The tasks
a – In the COP climate-inaction text, reproduce the stretch from "Various models have" through "electric vehicle tech." word for word.
b – Extend the COP climate-inaction text beyond its final sentence, keeping its tone and subject.

Text excerpt
With up to 100,000 protesting in Glasgow last weekend and phrases such as ‘no more blah blah blah’ becoming keynotes of public sentiment for this COP, the time for words has clearly passed.

Sociologist and energy demand specialist Elizabeth Shove has spent a large part of her career figuring out why there is such a gulf between knowledge and action when it comes to public climate behaviour. Researchers like her have found that no matter the messaging surrounding climate change, the response — whether through fear, guilt, lack of resources, or loss of faith — can often be inaction.

Various models have been suggested to combat this, firstly the provision of clear instruction and call to action following a climate messaging. But most importantly, systematic policy changes that nudge the population towards the right behaviours — such as the sugar levy discouraging fizzy drinks, or the 10p charge on plastic bags. Low carbon options need to be incentivised and high carbon options made unappealing. Changing the ‘choice environment’ to provide more sustainable options and less carbon intensive items (eg. vegetables vs meat) can do this, as well as taxing high carbon activities *cough cough* domestic flights *cough cough*, and providing subsidies for green infrastructure like heat pumps or electric vehicle tech.

These suggestions show how individual inaction is affected by poor messaging and incentivised by shifts in the landscape of options — COP perhaps presents a macro version of this.

As the American Architect Buckminster Fuller once said, “you never change things by fighting the existing reality. To change something, build a new model that makes the existing one obsolete”. With hosting politicians still attached to developments such as the Cambo Oil Fields off the coast of the Northeast of Scotland, and sponsor organisations relying on offsetting rather than systemic change to meet their targets, it seems our most influential actors have been hoping a business as usual with a glossy green sheen approach could muddle them through these negotiations.

Source material
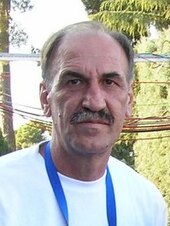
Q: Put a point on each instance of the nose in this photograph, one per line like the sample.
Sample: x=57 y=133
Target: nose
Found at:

Results for the exercise
a –
Various models have been suggested to combat this, firstly the provision of clear instruction and call to action following a climate messaging. But most importantly, systematic policy changes that nudge the population towards the right behaviours — such as the sugar levy discouraging fizzy drinks, or the 10p charge on plastic bags. Low carbon options need to be incentivised and high carbon options made unappealing. Changing the ‘choice environment’ to provide more sustainable options and less carbon intensive items (eg. vegetables vs meat) can do this, as well as taxing high carbon activities *cough cough* domestic flights *cough cough*, and providing subsidies for green infrastructure like heat pumps or electric vehicle tech.

b –
Ultimately, COP’s should be focussing on one thing: halting the burning of fossil fuels. Instead of fixating on words or fragile future targets such as net zero by 2050, representatives should look to de-trench systems from carbon reliance. Of course, global negotiations are daunting, but perhaps taking a smaller lens and seeing what influences individual change could help. Levy high carbon multinational corporations, divest from fossil fuels and invest in making green energy cheaper and more widely available, change the ‘choice environment’ of influencers within these debates to de-platform polluters, and give representation to those most effected. All these examples are in a sense, sized up versions of your supermarket five-a-day vegetable promotions.

But instead of the government telling us to eat more bananas, the shoe is on the other foot. As we have watched — some of us our whole lives — COPs meet and negotiate to achieve little change, it’s tempting to agree there is no benefit at all. But one good thing has come out of these conferences: we have the opportunity to criticise. COP shines a light on the climate crisis and what is being, or more importantly, not being done. So as this event comes to an end, let’s keep challenging our governments, companies, and leaders to lead by example and eat their vegetables.